## Exercise requirements
Copy out the entries that follow exactly, leaving every picture behind.

(Photo-based referring expression data)
*** Begin section ***
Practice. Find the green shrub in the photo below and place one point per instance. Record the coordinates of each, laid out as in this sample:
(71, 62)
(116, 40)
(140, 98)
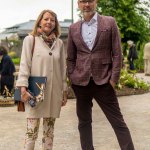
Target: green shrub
(131, 81)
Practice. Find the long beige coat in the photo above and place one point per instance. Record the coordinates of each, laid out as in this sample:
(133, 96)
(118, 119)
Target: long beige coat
(43, 64)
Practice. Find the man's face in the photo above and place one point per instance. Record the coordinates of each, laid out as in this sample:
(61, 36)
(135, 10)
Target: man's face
(87, 7)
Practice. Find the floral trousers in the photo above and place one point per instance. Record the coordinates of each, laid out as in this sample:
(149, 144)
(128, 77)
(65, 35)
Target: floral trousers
(32, 133)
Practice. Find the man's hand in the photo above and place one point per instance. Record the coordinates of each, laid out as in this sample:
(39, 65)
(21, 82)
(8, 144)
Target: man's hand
(64, 101)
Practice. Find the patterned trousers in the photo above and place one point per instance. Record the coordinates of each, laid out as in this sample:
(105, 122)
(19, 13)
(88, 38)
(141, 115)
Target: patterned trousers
(32, 133)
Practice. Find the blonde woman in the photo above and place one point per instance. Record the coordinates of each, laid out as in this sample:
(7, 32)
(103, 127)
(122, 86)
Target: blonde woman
(47, 60)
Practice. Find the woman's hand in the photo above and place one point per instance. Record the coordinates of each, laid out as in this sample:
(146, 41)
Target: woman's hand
(25, 95)
(112, 83)
(64, 101)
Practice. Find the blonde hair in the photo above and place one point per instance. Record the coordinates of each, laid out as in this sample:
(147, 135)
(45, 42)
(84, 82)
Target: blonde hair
(36, 26)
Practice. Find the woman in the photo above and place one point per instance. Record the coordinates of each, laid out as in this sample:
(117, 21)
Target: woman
(47, 60)
(7, 68)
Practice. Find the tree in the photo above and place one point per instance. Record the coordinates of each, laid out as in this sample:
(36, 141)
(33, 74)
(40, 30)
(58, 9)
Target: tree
(132, 17)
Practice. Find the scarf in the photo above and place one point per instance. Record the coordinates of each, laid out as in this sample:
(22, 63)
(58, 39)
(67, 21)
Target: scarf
(49, 40)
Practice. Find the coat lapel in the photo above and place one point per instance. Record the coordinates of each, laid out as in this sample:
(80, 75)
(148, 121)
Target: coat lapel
(99, 26)
(80, 36)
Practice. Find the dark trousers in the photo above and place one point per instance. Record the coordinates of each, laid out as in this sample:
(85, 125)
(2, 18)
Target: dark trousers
(131, 63)
(107, 100)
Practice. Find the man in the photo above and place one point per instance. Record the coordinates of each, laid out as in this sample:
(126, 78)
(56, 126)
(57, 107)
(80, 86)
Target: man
(93, 63)
(147, 59)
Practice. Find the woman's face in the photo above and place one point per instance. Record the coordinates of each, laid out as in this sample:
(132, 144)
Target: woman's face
(47, 23)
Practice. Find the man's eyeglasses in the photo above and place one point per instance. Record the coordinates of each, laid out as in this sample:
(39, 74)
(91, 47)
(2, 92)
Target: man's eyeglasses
(86, 1)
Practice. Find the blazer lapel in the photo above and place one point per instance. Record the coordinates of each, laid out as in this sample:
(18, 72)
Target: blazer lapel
(80, 36)
(99, 26)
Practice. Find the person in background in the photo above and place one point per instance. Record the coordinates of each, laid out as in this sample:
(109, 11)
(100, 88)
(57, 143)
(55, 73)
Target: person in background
(93, 66)
(147, 59)
(7, 69)
(47, 60)
(132, 55)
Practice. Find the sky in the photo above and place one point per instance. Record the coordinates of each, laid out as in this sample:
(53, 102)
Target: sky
(18, 11)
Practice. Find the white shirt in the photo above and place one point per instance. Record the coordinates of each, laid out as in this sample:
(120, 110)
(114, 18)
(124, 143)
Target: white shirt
(89, 31)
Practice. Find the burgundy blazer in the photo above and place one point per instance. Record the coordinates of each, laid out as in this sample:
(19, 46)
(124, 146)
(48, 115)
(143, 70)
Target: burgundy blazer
(103, 63)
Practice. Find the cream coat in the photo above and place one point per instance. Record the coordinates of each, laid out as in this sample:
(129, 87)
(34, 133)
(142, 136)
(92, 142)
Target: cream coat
(43, 64)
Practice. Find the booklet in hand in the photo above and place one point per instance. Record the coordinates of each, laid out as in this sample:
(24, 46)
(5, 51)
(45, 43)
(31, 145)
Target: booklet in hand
(36, 86)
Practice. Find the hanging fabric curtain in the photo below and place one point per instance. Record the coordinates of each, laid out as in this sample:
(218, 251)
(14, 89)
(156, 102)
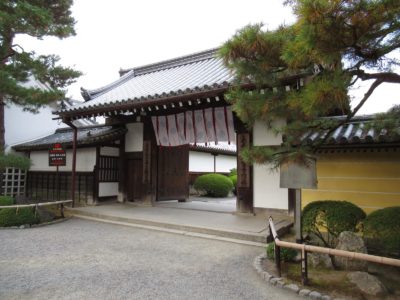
*** End section ***
## Answer to the problem
Practice. Find the green shrub in the photo below and place one point per instance. Record the coordinates of each, laid out as in this sample:
(71, 62)
(116, 40)
(140, 98)
Target: green shrub
(131, 81)
Practice. Find the long beige coat in the photo above and place one point per instance. Record the coordinates of each, laid out as in this sample:
(133, 96)
(118, 119)
Target: long beige coat
(43, 64)
Practice. Find the man's face in the photo above and place one point per instance. Record the coordinates of each, laid out as in this sample:
(61, 36)
(135, 10)
Target: man's face
(87, 7)
Practice. Find the floral trousers in the photo above and place one point per instance. Record the coordinates of each, laid out as in this sample:
(149, 144)
(128, 77)
(65, 35)
Target: floral trousers
(32, 133)
Practice. Find the man's hand in the photo above and place one point per instance. Record the coordinates of each, laid out as in this sample:
(39, 65)
(21, 82)
(8, 144)
Target: man's hand
(64, 101)
Practice. Find the patterned trousers in the photo above and place one point per instance. Record the coordinates of each, laid out as in this sample:
(105, 122)
(19, 13)
(88, 38)
(141, 115)
Target: patterned trousers
(32, 133)
Practice. Find the blonde woman in the photo above and place one point per instance. Record the coordinates of each, laid out as in this sample:
(7, 32)
(103, 127)
(122, 86)
Target: blonde woman
(47, 60)
Practice. Find the woman's hand in the photo above and place one point per instance. Record the coordinates of each, laid out as in this sample:
(146, 41)
Target: woman's hand
(25, 95)
(112, 83)
(64, 101)
Practice. Find the blonde hair in the photo above and place one point per instance. Record the coordinates of each, laid out as in this sample:
(147, 135)
(45, 42)
(84, 82)
Target: blonde hair
(36, 26)
Practice. Find the woman in the photo above and place one point per instance. Record the coordinates of each, laid out as in this sample:
(117, 21)
Target: woman
(47, 60)
(7, 68)
Practice. Find the tree in the photo above and place one point per instance. Record the coordinates of each, laid out as in this sample:
(36, 141)
(33, 74)
(40, 30)
(58, 9)
Target: tree
(132, 17)
Practice. Find the scarf in the photo above and place one point per instance. Record the coordinates of each, laid out as in this sample:
(22, 63)
(58, 39)
(67, 21)
Target: scarf
(49, 40)
Practice. Find the coat lapel in the photo above and place one point per instance. Record the coordinates of each, laid out as in this sample:
(80, 75)
(148, 121)
Target: coat lapel
(99, 26)
(80, 36)
Practice. Find the dark trousers in the photo above and place one point per instance. Record the coordinates of each, laid out as in this sample:
(85, 125)
(2, 18)
Target: dark trousers
(131, 63)
(107, 100)
Practice. Find the man in the photo above and place one point per instance. Record the coordinates of each, laid out as in this sample:
(126, 78)
(56, 126)
(57, 107)
(80, 86)
Target: man
(93, 63)
(147, 59)
Practice. Find the woman's face in the photo above and place one point per instance. Record the coordinates of each, laid out as in this sample:
(132, 144)
Target: woman's face
(47, 23)
Practice. Find the man's eyeglasses in the photo above and place one point per instance. Record the coordinates of each, laid out as in this sample:
(39, 74)
(91, 47)
(2, 92)
Target: man's eyeglasses
(86, 1)
Practice. Find the blazer lapel in the photo above and place one point per instance. Record the coordinates of each, laid out as in this sample:
(18, 72)
Target: blazer lapel
(80, 36)
(99, 26)
Practice. Find the person in background in the photo above and place one point per instance. Record the coordinates of each, laid out as in this sample:
(109, 11)
(100, 88)
(57, 143)
(55, 73)
Target: person in background
(93, 66)
(147, 59)
(7, 69)
(47, 60)
(132, 55)
Practice. Find the sky in the photo above and place one point per instance. Record the coordinates of each, laid out as in this sample:
(53, 102)
Target: sky
(18, 11)
Practice. Find the white shirt in the photo above and place one point per instance. Record the coordinates of each, laid out as in this sample:
(120, 110)
(114, 18)
(124, 143)
Target: white shirt
(89, 31)
Practice. Find the burgundy blazer in the photo above and place one point per instance. Record the coordinates of each, laid out as in this sample:
(19, 46)
(124, 146)
(48, 115)
(143, 70)
Target: burgundy blazer
(103, 63)
Practice. Find the cream coat in the photo above and place one point per instance. Record the coordinates of each, laid out as in this sample:
(129, 87)
(34, 133)
(142, 136)
(92, 142)
Target: cream coat
(43, 64)
Practice. Find the booklet in hand in the photo above and place one point per instance. Record the coordinates of each, laid out as in this sample:
(24, 46)
(5, 51)
(45, 43)
(31, 145)
Target: booklet in hand
(36, 86)
Practice. Find the hanging fabric curtain in the photo below and place one point per instance. Record the coordinates of each, laid out as in this sample:
(218, 251)
(14, 89)
(156, 102)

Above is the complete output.